§ Polecenia
1: Oceń, czy stwierdzenia (a), (b) i (c) są zgodne z wątkiem o skrócie myślowym. Przy każdym odpowiedz tak lub nie i przytocz rozstrzygający fragment wątku w dosłownym brzmieniu.
(a) Cytowany fragment artykułu pochodzi z czasopisma Wysokie obcasy.
(b) Według PA_System wyrażenie „in a nutshell” znaczy dokładnie to samo co „skrót myślowy”.
(c) Według grassy w tamtym wątku pojawiło się 38 postów.
2: Poprowadź dalej wątek o skrócie myślowym, zaczynając po jego ostatnim zdaniu.

§ Tekst dokumentu
┏━━
# Skrót myślowy



## PA_System

Poniższy fragment artykułu pochodzi z czasopisma Wysokie obcasy:

*Skróty myślowe Jarosława Gowina

''Naszą kulturę cechuje szczególny szacunek do kobiet''. Ciekawa jestem, co pan minister ma na myśli?

Im dłużej słucham pana ministra Gowina, tym mniej rozumiem. Nawet swoją ''kobiecą intuicją'' nie jestem w stanie ogarnąć skrótów myślowych pana ministra. *

Jak byście oddali po angielsku zwrot "skrót myślowy"?  

Zanim podacie tłumaczenia z różnych słowników i serwisów tlumaczeniowych, rzućcie okiem na ten wątek: Another word for 'ellipsis'


----------



## koper2

...I can't get, in a nutshell, what is the minister's way of thinking .


----------



## PA_System

"In a nutshell" to chyba nie do końca to samo, co "skrót myślowy". To znaczy, że wypowiedź co prawda jest złożona z jak najmniejszej liczby słów, ale nadal jest zrozumiała i nie powinna prowadzić do nieporozumienia, podczas gdy skróty myślowy często do tego doprowadzają.


----------



## grassy

Powinieneś od razu w tamtym wątku podać kontekst, bo 38 postów poszło i nikt dalej tam nie jest pewny, o co ci chodziło.


PA_System said:


> *Skróty myślowe Jarosława Gowina
> 
> ''Naszą kulturę cechuje szczególny szacunek do kobiet''. Ciekawa jestem, co pan minister ma na myśli?
> 
> Im dłużej słucham pana ministra Gowina, tym mniej rozumiem. Nawet swoją ''kobiecą intuicją'' nie jestem w stanie ogarnąć skrótów myślowych pana ministra. *
> 
> Jak byście oddali po angielsku zwrot "skrót myślowy"?


Tłumaczenie to coś więcej niż próba znalezienia dosłownego odpowiednika słowa z tekstu źródłowego. Jak takowego nie ma, to musisz coś innego wymyślić, bo inaczej twoje tłumaczenie będzie kiepskie. W przypadku artykułu z gazety opiniotwórczej najważniejsze jest to, żeby zachować _sens_ wypowiedzi.
┗━━
§ Dostarczone dane
┏━━
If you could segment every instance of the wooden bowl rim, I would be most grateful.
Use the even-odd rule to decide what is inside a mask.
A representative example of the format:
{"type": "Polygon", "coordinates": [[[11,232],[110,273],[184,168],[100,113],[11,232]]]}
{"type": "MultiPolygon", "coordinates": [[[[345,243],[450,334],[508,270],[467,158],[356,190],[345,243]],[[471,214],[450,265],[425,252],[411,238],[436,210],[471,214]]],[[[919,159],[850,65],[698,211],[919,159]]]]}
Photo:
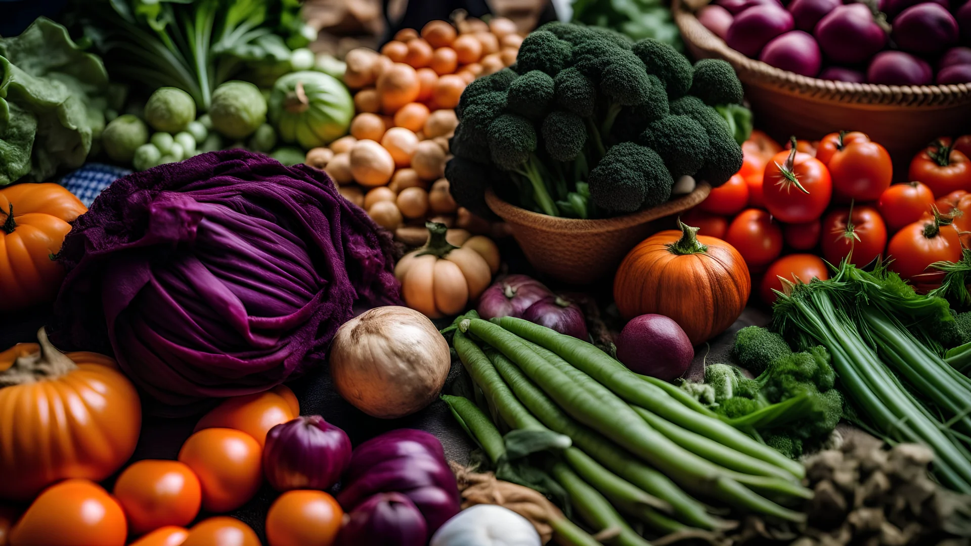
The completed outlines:
{"type": "Polygon", "coordinates": [[[628,215],[597,220],[560,218],[528,211],[504,201],[496,195],[491,188],[486,189],[486,204],[492,209],[492,212],[513,224],[529,225],[535,229],[552,232],[605,232],[626,229],[686,211],[704,201],[711,191],[711,185],[707,182],[699,182],[689,193],[661,203],[656,207],[641,209],[628,215]]]}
┗━━
§ Odpowiedzi do poleceń
1:
(a) Tak: „Poniższy fragment artykułu pochodzi z czasopisma Wysokie obcasy”.
(b) Nie: „"In a nutshell" to chyba nie do końca to samo, co "skrót myślowy"”.
(c) Tak: „38 postów poszło i nikt dalej tam nie jest pewny, o co ci chodziło”.

2:
A jak zrozumieć tutaj sens wypowiedzi? Po pierwsze warto się zastanowić, czy autorka poprawnie używa terminu _skrót myślowy_. Pobieżnie przeczytałem artykuł i autorka wypomina Gowinowi brak logiki, przeinaczanie faktów i w ogóle dziwne rozumowanie. Nie za bardzo mi się to kojarzy ze skrótami myślowymi, dlatego moim zdaniem nie warto starać się tego tłumaczyć dosłownie i trzeba to zastąpić czym innym np. _Gowin's strange reasoning_.


koper2 said:


> ...I can't get, in a nutshell, what is the minister's way of thinking *is* .


----------



## PA_System

Widzisz, ja sobie doskonale zdaję z tego wszystkiego sprawę, ale problem polega na tym, że nie ma żadnego kontekstu i jestem zmuszony regulaminem forum do wymyślania go lub znajdowania na siłę.

Z ciekawości: jak byś uzasadnił swoją opinię, że dziennikarka błędnie używa tego terminu? Jak ty go rozumiesz? Może jesteś w stanie podać jakiś przykład albo pamiętasz, jak sam go użyłeś w jakiejś sytuacji?

Chyba właśnie cały problem polega na tym, że skrót myślowy jest czymś bardzo ulotnym, że tak powiem i ciężko jest go wsadzić w jakieś konkretne ramy.


----------



## grassy

PA_System said:


> Z ciekawości: jak byś uzasadnił swoją opinię, że dziennikarka błędnie używa tego terminu? Jak ty go rozumiesz? Może jesteś w stanie podać jakiś przykład albo pamiętasz, jak sam go użyłeś w jakiejś sytuacji?


Dla mnie skrót myślowy to uproszczenie językowe, natomiast dla Jucewicz w tym artykule skróty myślowe to też wypowiedzi nieprawdziwe (alkohol jest przyczyną przemocy wobec kobiet) oraz te niezrozumiałe (naszą kulturę cechuje szczególny szacunek do kobiet). To drugie już bardziej pasuje jako skrót myślowy, bo jest to wypowiedź bardzo ogólna, a Gowin mógł mieć na myśli coś bardziej szczególnego.

Przykład skrótu myślowego:

_"To był pewien skrót myślowy. Wymogłem te decyzję na kierownictwie partii" - Lech Kaczyński do dziennikarzy w Sejmie, komentując swoją wcześniejszą wypowiedź na antenie Polskiego Radia, że "kazał wyrzucić [ ze stanowiska premiera ] Marcinkiewicza" 

Skrót myślowy – Muzeum IV RP_


----------



## PA_System

Świetny przykład. Dzięki.


----------



## jasio

grassy said:


> Dla mnie skrót myślowy to uproszczenie językowe,


Raczej logiczne, bo polega na fragmentarycznym przedstawieniu wnioskowania albo na założeniu, że inni podzielają nasze założenia.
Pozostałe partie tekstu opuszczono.